* **THE TASKS**:
1: According to the excerpt on computing T_n, for which values of n is computing T_n not easy?
2: Summarize the excerpt on computing T_n in two sentences.

Let $E (n) = {x \in {1, \dots, 2^{n - 2}} : θ_{n - 1} (x) \neq θ_{n} (x)}$ , and let $E^{♯} (n) = E (n) \cap {1, \dots, 2^{N} - 2}$ where $N$ is the least natural number where $n \leq 3 \cdot 2^{N}$ and $T_{n} = {(x, θ_{n} (x)) : x \in E^{♯} (n)}$ . Then one can easily compute $A_{n}$ from $A_{n - 1}$ and the data $T_{n}$ by using Dougherty's algorithm. Now the only thing that we need to do is compute $T_{n}$ in the first place. It turns out that computing $T_{n}$ is quite easy except when $n$ is of the form $2^{r} + 1$ or $3 \cdot 2^{r} + 1$ for some $r$ . In the case, when $n = 2^{r} + 1$ or $n = 3 \cdot 2^{r} + 1$ , we initially set $T_{n}^{temp} = \emptyset .$ We then repeatedly modify $T_{n}^{temp}$ until we can no longer find any contradiction in the statement $T_{n} = T_{n}^{temp}$ . Computing $T_{n}$ essentially amounts to finding new elements in the set $E^{♯} (n)$ and we find new elements in $E^{♯} (n)$ using some form of machine learning.

Object point labels:
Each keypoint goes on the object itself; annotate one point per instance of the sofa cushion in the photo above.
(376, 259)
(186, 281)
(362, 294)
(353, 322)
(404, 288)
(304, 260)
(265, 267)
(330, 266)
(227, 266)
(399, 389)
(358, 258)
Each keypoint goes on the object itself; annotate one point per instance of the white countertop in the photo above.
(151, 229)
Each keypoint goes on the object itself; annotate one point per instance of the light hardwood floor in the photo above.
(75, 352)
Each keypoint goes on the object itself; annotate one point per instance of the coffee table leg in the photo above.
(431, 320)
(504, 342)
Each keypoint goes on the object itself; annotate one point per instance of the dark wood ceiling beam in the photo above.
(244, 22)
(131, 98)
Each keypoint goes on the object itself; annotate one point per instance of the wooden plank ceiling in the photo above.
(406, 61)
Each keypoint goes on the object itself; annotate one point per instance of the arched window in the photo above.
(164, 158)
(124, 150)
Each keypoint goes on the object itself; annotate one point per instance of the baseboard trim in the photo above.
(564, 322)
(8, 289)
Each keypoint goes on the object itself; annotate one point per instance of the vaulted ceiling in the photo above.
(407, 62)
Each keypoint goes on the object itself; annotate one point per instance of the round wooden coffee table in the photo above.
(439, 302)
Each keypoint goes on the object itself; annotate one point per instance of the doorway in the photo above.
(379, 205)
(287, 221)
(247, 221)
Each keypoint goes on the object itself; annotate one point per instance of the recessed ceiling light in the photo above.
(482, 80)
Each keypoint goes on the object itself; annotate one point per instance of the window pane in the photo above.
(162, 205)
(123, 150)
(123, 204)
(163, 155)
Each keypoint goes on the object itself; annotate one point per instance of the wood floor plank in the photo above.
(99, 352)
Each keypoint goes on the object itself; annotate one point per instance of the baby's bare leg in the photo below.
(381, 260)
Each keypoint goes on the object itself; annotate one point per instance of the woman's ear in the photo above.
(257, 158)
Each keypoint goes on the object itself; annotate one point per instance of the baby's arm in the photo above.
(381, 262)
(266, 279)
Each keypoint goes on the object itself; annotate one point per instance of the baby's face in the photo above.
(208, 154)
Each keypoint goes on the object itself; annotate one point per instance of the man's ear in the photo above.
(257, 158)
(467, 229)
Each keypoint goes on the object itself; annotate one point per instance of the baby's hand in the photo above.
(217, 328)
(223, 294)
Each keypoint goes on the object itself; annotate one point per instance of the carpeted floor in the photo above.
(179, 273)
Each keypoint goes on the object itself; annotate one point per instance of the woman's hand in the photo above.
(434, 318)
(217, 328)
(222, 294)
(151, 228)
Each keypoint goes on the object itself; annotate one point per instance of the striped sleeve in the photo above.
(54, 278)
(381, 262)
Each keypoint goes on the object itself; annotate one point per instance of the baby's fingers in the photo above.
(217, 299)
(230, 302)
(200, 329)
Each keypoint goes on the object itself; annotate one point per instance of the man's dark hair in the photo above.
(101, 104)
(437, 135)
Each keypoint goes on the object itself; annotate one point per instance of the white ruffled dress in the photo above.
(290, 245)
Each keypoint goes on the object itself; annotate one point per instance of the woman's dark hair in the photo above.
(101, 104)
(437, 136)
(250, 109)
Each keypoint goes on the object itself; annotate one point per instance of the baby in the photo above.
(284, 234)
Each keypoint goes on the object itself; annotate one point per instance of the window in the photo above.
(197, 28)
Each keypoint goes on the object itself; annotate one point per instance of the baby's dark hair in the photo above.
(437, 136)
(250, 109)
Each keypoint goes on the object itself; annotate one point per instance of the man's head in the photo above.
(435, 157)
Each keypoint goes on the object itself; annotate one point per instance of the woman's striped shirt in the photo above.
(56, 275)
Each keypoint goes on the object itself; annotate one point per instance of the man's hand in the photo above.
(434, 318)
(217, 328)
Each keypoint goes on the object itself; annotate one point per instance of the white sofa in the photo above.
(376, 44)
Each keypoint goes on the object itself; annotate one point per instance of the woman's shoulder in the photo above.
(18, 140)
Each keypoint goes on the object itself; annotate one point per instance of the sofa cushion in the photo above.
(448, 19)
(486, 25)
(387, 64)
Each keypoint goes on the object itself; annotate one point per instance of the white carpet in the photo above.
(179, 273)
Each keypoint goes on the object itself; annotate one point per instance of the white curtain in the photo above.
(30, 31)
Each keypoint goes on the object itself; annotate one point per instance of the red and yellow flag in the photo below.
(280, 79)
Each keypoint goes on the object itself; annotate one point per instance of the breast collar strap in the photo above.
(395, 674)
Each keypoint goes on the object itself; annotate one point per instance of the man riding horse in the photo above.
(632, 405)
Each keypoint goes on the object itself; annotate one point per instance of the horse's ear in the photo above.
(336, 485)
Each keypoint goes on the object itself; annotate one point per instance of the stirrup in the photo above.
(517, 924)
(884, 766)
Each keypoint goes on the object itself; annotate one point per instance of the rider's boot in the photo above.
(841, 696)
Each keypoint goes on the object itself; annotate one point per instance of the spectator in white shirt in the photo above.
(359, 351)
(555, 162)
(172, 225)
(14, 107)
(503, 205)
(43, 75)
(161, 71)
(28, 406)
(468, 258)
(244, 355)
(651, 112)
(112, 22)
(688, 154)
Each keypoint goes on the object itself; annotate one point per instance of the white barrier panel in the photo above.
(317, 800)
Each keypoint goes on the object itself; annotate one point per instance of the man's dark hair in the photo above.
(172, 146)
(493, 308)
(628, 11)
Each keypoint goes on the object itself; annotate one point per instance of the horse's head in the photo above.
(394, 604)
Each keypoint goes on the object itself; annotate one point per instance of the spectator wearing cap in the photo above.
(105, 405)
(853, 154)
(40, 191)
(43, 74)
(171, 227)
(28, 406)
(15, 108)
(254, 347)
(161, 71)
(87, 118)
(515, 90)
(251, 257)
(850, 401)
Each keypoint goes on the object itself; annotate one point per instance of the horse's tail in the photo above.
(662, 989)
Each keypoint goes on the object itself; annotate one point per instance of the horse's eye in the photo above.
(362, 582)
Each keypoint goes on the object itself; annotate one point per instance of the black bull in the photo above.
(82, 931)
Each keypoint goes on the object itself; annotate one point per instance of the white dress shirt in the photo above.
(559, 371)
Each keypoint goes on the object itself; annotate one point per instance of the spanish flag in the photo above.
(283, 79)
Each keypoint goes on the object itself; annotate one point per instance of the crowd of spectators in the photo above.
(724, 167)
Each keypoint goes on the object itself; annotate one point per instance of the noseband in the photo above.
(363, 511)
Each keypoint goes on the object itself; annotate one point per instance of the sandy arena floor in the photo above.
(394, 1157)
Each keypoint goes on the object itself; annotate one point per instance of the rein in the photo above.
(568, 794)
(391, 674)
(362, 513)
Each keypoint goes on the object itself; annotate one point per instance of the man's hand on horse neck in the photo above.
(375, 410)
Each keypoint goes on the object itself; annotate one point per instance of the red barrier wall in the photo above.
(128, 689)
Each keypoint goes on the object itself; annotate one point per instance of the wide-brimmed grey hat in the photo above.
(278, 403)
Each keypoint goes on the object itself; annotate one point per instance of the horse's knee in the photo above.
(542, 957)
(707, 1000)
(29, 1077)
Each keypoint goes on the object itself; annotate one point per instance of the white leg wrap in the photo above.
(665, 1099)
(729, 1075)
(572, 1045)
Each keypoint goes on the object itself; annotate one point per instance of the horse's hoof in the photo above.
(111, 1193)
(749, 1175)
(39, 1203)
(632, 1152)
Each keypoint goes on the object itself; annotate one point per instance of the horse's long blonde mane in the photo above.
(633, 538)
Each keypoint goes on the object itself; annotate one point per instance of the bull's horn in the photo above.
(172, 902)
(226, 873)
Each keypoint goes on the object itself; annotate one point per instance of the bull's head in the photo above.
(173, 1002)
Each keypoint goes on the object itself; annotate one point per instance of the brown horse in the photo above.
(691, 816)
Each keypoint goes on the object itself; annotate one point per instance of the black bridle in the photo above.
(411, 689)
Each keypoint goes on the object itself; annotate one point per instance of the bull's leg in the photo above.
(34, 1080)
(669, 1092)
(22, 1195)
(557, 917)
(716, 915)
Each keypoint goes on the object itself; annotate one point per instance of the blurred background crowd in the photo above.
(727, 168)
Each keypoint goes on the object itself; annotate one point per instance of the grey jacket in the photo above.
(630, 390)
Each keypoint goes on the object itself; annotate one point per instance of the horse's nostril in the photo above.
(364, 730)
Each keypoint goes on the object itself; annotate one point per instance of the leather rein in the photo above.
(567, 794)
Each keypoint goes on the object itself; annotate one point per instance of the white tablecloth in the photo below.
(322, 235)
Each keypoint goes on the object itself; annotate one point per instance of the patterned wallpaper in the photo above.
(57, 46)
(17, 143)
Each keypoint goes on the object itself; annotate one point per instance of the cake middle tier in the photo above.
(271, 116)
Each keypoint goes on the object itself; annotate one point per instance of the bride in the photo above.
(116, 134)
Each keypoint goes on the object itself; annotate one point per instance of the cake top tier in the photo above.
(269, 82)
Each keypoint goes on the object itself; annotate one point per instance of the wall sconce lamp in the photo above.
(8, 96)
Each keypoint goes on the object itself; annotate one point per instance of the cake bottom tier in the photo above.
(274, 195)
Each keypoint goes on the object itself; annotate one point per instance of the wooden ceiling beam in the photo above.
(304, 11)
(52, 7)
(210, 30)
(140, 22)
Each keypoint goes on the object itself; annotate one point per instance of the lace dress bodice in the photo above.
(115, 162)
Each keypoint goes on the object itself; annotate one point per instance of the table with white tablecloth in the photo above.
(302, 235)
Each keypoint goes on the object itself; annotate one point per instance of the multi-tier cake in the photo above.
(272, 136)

* **THE SOLUTIONS**:
1: When n has the form 2^r + 1 or 3·2^r + 1 for some r.

2: A_n can be computed from A_{n−1} and the data T_n with Dougherty's algorithm, so what remains is to compute T_n. That is easy except when n has the form 2^r + 1 or 3·2^r + 1; in those cases a temporary set, initially empty, is repeatedly modified until the statement T_n = T_n^temp yields no contradiction, and new elements of E♯(n) are found using some form of machine learning.